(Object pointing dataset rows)
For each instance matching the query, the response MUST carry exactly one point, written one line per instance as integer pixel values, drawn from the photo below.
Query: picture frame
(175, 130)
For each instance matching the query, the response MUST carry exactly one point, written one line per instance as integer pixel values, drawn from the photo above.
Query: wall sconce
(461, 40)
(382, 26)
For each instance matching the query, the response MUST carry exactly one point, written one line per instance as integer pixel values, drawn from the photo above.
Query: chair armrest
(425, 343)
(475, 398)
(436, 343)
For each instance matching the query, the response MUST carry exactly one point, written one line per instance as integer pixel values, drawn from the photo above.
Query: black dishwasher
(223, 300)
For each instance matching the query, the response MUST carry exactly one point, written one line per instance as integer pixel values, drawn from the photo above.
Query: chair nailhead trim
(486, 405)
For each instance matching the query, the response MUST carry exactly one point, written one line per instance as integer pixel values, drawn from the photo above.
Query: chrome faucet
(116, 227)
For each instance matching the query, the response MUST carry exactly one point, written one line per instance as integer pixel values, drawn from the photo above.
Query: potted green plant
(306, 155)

EXERCISE PROMPT: Render every line of the material above as a JSON list of strings, one string per line, with blank lines left out.

COMPLETE OUTPUT:
[
  "For each instance matching the query, the response MUST carry exactly one point, written one line per instance as integer pixel values, drawn from the photo below.",
  "Query: picture frame",
  "(175, 130)",
  "For each instance matching the query, the response MUST carry exactly one point, written one line per instance as integer pixel values, drawn from the photo above.",
  "Query: wall sconce",
  "(461, 40)",
  "(382, 26)",
  "For each instance matching the query, the response MUST carry exactly one point, written one line per instance as integer pixel values, drawn from the photo above.",
  "Query: chair armrest",
  "(425, 343)",
  "(475, 398)",
  "(436, 343)",
  "For each instance matching the query, the response MUST carry exactly one point, written one line per instance as integer pixel values, drawn from the photo above.",
  "Query: black dishwasher",
  "(223, 300)",
  "For each instance matching the query, the response MUST carry exactly one point, written one line per instance as integer pixel values, drawn from the photo above.",
  "Query: chair nailhead trim",
  "(486, 405)",
  "For each instance matching the query, the response MUST carry exactly one point, written one line per instance as integer pixel values, drawn from the photo above.",
  "Query: chrome faucet",
  "(116, 227)",
  "For each instance matching the query, the response MUST carry exactly one point, written one line per instance as integer pixel values, drawn from the photo above.",
  "Query: potted green plant",
  "(306, 155)"
]